++++ MATERIAL FOR THE TASK

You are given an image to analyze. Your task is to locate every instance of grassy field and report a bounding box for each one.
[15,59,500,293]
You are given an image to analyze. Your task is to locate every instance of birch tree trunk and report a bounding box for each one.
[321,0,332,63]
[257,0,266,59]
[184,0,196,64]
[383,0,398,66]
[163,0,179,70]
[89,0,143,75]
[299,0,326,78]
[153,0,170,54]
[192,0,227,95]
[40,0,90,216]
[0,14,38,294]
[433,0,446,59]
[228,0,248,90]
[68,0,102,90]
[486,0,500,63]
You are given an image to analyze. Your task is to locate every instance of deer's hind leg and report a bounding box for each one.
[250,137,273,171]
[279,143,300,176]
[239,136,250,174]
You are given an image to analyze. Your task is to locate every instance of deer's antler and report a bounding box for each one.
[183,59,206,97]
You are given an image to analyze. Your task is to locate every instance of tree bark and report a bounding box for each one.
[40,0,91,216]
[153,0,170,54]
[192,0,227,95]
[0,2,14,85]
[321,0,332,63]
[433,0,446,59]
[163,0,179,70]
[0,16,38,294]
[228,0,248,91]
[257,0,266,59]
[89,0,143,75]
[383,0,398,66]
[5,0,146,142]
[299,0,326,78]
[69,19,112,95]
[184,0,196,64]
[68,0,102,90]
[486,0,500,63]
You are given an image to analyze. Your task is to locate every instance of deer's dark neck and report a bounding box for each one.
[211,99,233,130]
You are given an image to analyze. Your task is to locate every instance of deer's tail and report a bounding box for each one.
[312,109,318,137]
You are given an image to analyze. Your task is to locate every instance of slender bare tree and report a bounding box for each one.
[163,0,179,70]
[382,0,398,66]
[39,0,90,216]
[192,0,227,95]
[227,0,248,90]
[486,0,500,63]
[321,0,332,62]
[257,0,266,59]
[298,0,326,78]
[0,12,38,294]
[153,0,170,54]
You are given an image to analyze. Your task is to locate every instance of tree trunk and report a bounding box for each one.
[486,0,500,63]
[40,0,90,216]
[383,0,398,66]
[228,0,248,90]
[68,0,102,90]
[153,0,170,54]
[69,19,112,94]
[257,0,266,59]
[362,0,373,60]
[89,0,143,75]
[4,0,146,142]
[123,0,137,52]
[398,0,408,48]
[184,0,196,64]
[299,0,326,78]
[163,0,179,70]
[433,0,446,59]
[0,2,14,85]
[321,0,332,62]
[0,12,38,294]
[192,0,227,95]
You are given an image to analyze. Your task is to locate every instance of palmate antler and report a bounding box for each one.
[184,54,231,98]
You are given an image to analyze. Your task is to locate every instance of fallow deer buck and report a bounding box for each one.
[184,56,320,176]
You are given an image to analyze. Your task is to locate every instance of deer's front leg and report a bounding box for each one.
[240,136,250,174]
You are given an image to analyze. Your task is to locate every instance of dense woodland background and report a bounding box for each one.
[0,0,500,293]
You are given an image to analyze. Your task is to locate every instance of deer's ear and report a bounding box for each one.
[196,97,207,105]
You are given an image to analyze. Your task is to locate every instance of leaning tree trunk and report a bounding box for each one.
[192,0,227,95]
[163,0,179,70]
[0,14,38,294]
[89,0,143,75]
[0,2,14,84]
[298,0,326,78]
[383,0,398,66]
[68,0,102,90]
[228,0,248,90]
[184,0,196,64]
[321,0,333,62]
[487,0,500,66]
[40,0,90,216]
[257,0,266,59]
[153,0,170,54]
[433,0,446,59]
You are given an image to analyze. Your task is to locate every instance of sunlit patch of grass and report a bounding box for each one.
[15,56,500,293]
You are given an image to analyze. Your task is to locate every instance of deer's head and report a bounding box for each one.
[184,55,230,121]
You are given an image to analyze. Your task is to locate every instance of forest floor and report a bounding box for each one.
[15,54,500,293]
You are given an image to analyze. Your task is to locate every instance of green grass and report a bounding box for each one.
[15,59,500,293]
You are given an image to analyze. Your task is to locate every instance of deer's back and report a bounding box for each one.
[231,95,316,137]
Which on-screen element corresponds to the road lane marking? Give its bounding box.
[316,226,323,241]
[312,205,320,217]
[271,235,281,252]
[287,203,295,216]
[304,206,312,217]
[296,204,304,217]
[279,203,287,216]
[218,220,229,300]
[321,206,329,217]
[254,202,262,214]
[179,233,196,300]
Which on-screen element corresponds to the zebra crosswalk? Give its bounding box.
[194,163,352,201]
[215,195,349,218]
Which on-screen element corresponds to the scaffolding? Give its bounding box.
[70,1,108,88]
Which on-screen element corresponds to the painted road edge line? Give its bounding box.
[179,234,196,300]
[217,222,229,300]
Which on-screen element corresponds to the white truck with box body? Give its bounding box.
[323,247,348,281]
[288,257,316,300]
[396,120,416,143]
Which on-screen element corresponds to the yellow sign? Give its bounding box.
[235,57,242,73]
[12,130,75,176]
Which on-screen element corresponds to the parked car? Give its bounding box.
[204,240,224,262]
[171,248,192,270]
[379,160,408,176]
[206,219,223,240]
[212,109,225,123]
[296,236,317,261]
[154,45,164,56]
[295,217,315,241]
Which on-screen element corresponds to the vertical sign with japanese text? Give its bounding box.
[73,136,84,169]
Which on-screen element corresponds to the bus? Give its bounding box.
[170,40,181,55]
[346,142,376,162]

++++++++

» REQUIRED WORK:
The lines above should be duplicated exactly.

» ANSWER TO THIS EXERCISE:
You are given an image to analyze. Your task is to locate every instance of grassy field and report a bounding box for each one.
[15,59,500,293]
You are given an image to analyze. Your task is to locate every instance of birch tree trunk and report a bounding box for each one.
[321,0,332,63]
[257,0,266,59]
[184,0,196,64]
[383,0,398,66]
[163,0,179,70]
[89,0,143,75]
[299,0,326,78]
[153,0,170,54]
[192,0,227,95]
[40,0,90,216]
[0,14,38,294]
[433,0,446,59]
[228,0,248,90]
[68,0,102,90]
[486,0,500,63]
You are given an image to analyze. Your task is to locate every instance of deer's hind leg and report a bounding box for each one.
[250,137,273,171]
[279,143,300,176]
[239,136,250,174]
You are given an image to analyze. Your task is to locate every instance of deer's antler and report a bounding box for each one.
[183,59,206,97]
You are given an image to analyze. Your task is to locate every instance of tree bark and report a bounding box for each one.
[40,0,91,216]
[153,0,170,54]
[192,0,227,95]
[0,2,14,85]
[321,0,332,63]
[433,0,446,59]
[163,0,179,70]
[0,16,38,294]
[228,0,248,91]
[257,0,266,59]
[89,0,143,75]
[383,0,398,66]
[5,0,146,142]
[299,0,326,78]
[69,19,112,95]
[184,0,196,64]
[68,0,102,90]
[486,0,500,63]
You are given an image to analyze. Your task is to locate every instance of deer's dark neck and report a bounding box for each one.
[211,99,233,130]
You are given an image to analyze. Your task is to locate every instance of deer's tail and report a bounding box for each one.
[312,109,318,137]
You are given an image to analyze. Your task is to locate every instance of slender bare tree and report a bounding box for each one.
[163,0,179,70]
[382,0,398,66]
[39,0,90,216]
[192,0,227,95]
[227,0,248,90]
[486,0,500,63]
[321,0,332,62]
[257,0,266,59]
[298,0,326,78]
[0,12,38,294]
[153,0,170,54]
You are given an image to analyze. Your task is to locate every instance of tree trunk and report a bounding box for each one.
[486,0,500,63]
[40,0,90,216]
[383,0,398,66]
[228,0,248,90]
[68,0,102,90]
[153,0,170,54]
[69,19,112,94]
[257,0,266,59]
[362,0,373,60]
[89,0,143,75]
[4,0,146,142]
[123,0,137,52]
[398,0,408,48]
[184,0,196,64]
[299,0,326,78]
[163,0,179,70]
[433,0,446,59]
[0,2,14,85]
[321,0,332,62]
[0,12,38,294]
[192,0,227,95]
You are given an image to analyze. Your task is to locate every instance of palmate antler and report a bounding box for each one.
[184,54,231,98]
You are given an image to analyze. Your task is to locate every instance of fallow deer buck and report a bounding box for each one.
[184,56,320,176]
You are given an image to analyze. Your task is to locate every instance of deer's front leg and report a bounding box for each one.
[240,136,250,174]
You are given an image to analyze. Your task is to locate every instance of dense woodland background and report a bounding box for each one.
[0,0,500,293]
You are given an image to analyze. Your task is to locate every instance of deer's ear and report a bounding box for each one.
[196,97,207,105]
You are given an image to analyze. Your task is to locate every instance of leaning tree trunk and report a bounding box for each one.
[192,0,227,95]
[163,0,179,70]
[0,14,38,294]
[89,0,143,75]
[0,2,14,84]
[298,0,326,78]
[383,0,398,66]
[68,0,102,90]
[228,0,248,90]
[184,0,196,64]
[321,0,333,62]
[487,0,500,66]
[40,0,90,216]
[257,0,266,59]
[153,0,170,54]
[433,0,446,59]
You are given an image to analyze. Your task is to locate every instance of sunlit patch of grass and report a bounding box for each one.
[15,56,500,293]
You are given an image to analyze. Your task is to locate every instance of deer's head and report a bounding box for each one.
[184,55,230,121]
You are given an image to analyze. Your task is to locate every instance of forest floor and report a bounding box for each one.
[15,54,500,293]
You are given an image to analyze. Your task is to locate every instance of green grass and report a bounding box for each one.
[15,59,500,293]
You are given an image to analyze. Your task is to locate every instance of deer's back and report a bounding box for each one.
[231,95,316,137]
Which on-screen element corresponds to the road lane marking? Give its bounding box.
[316,226,323,241]
[312,205,320,217]
[271,235,281,252]
[287,203,295,216]
[304,206,312,217]
[296,204,304,217]
[279,203,287,216]
[218,220,229,300]
[321,206,329,217]
[254,202,262,214]
[179,233,196,300]
Which on-screen element corresponds to the zebra crosswalk? Give its bounding box.
[194,163,352,201]
[215,195,349,218]
Which on-screen element corresponds to the scaffolding? Give its bounding box.
[70,1,108,88]
Which on-screen element corresponds to the painted road edge line? Give its bounding box.
[179,234,196,300]
[217,222,229,300]
Which on-screen element corresponds to the white truck with box body? Give its bounding box.
[323,247,348,281]
[288,257,316,300]
[396,120,416,143]
Which on-screen element corresponds to the yellow sign? Give its bounding box.
[235,57,242,73]
[12,130,75,176]
Which on-screen element corresponds to the parked car? Give its bounding box.
[204,240,224,262]
[171,248,192,270]
[379,160,408,176]
[206,219,223,240]
[212,109,225,123]
[296,236,317,261]
[154,45,164,56]
[295,217,315,241]
Which on-screen element corresponds to the vertical sign with japanese text? Give its bounding box.
[73,136,84,169]
Which on-screen element corresponds to the bus? Give its bounding box.
[170,40,181,55]
[346,142,376,162]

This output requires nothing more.